Consigne: Recopiez le texte sur le film LOVING depuis « Si Jeff Nichols » jusqu’à « passage en Californie. », en substituant « séjour professionnel » à « voyage d’affaires ».

===== Texte =====

Si Jeff Nichols et Sarah Green se sont d’abord attelés à un autre film, MIDNIGHT SPECIAL, le projet de LOVING a bénéficié d’un coup d’accélérateur inattendu à l’automne 2013 au cours d’un voyage d’affaires à Los Angeles. Alors qu’ils n’étaient pas prêts à auditionner le moindre comédien, la responsable de casting Francine Maisler a insisté pour qu’ils rencontrent Ruth Negga, actrice vivant à Londres et de passage en Californie.

Cette dernière avait été profondément marquée par THE LOVING STORY : « J’ai trouvé ce documentaire brillant et je n’en revenais pas de ne pas avoir entendu parler de Richard et Mildred auparavant, confie-t-elle. Leur parcours m’a fasciné, non seulement parce que l’arrêt Loving v. Virginia est un tournant dans l’avancée des droits civiques, mais aussi parce qu’il s’agit d’une sublime histoire d’amour. Je n’ai pas cessé d’y repenser. Tout ce que voulait Mildred, c’était épouser l’homme qu’elle aimait. On n’a pas besoin d’être tonitruant pour être un héros. »

« Le scénario de Jeff raconte l’histoire de deux êtres qui s’aiment, pas de militants, même si leur histoire a fini par modifier la loi américaine, dit-elle encore. J’ai le sentiment que tous ses films parlent de gens simples. »

Après avoir lu le scénario, la comédienne s’est terrée dans sa chambre d’hôtel de Los Angeles pendant trois jours pour se préparer à une éventuelle audition et cerner la personnalité de Mildred du mieux qu’elle pouvait. « J’ai vu et revu le documentaire, et j’ai travaillé les scènes du script comme je ne l’avais jamais fait jusque-là, reprend-elle. Je me sens totalement en empathie avec Mildred et je ne pouvais plus envisager une seconde de ne pas décrocher le rôle. »

« On a déjà travaillé avec Francine Maisler sur plusieurs films, si bien qu’on a suivi son conseil de rencontrer cette comédienne qu’on ne connaissait pas », rappelle Nichols. « Quand Ruth Negga est arrivée, je me suis tout de suite aperçu qu’elle était plus menue, mais plus trapue que Mildred Loving surnommée « Brindille », raconte le réalisateur. J’étais un peu sceptique… Mais Ruth s’est attaquée à une scène et elle était extraordinaire ! Elle a réussi à exprimer tout ce que nous savions sur Mildred grâce au documentaire. Ce n’était en aucun cas une imitation. Avec Sarah, on s’est dit : « Elle est l’incarnation de Mildred ». »

===== Données =====

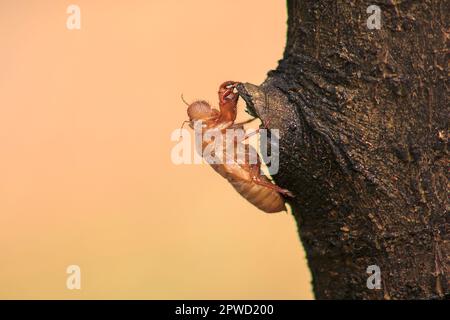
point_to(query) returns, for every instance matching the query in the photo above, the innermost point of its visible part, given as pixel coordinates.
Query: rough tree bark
(363, 122)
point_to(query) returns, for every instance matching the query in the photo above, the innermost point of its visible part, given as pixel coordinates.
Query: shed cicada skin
(245, 177)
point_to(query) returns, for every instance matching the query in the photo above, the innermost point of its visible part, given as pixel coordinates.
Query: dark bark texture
(363, 120)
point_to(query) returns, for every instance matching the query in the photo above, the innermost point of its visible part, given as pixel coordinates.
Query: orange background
(86, 176)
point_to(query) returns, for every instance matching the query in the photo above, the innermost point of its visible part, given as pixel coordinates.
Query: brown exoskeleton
(245, 177)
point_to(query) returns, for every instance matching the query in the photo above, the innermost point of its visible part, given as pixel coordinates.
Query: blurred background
(86, 176)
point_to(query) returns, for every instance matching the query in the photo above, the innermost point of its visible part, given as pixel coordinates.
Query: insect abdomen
(264, 198)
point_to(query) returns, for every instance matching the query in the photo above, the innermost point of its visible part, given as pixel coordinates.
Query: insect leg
(257, 178)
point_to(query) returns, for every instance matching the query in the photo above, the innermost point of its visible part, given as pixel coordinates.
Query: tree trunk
(362, 115)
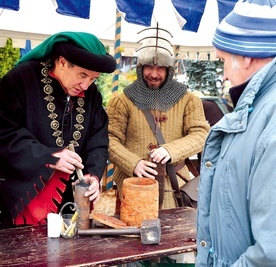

=====

Réponse attendue:
Si Jeff Nichols et Sarah Green se sont d’abord attelés à un autre film, MIDNIGHT SPECIAL, le projet de LOVING a bénéficié d’un coup d’accélérateur inattendu à l’automne 2013 au cours d’un séjour professionnel à Los Angeles. Alors qu’ils n’étaient pas prêts à auditionner le moindre comédien, la responsable de casting Francine Maisler a insisté pour qu’ils rencontrent Ruth Negga, actrice vivant à Londres et de passage en Californie.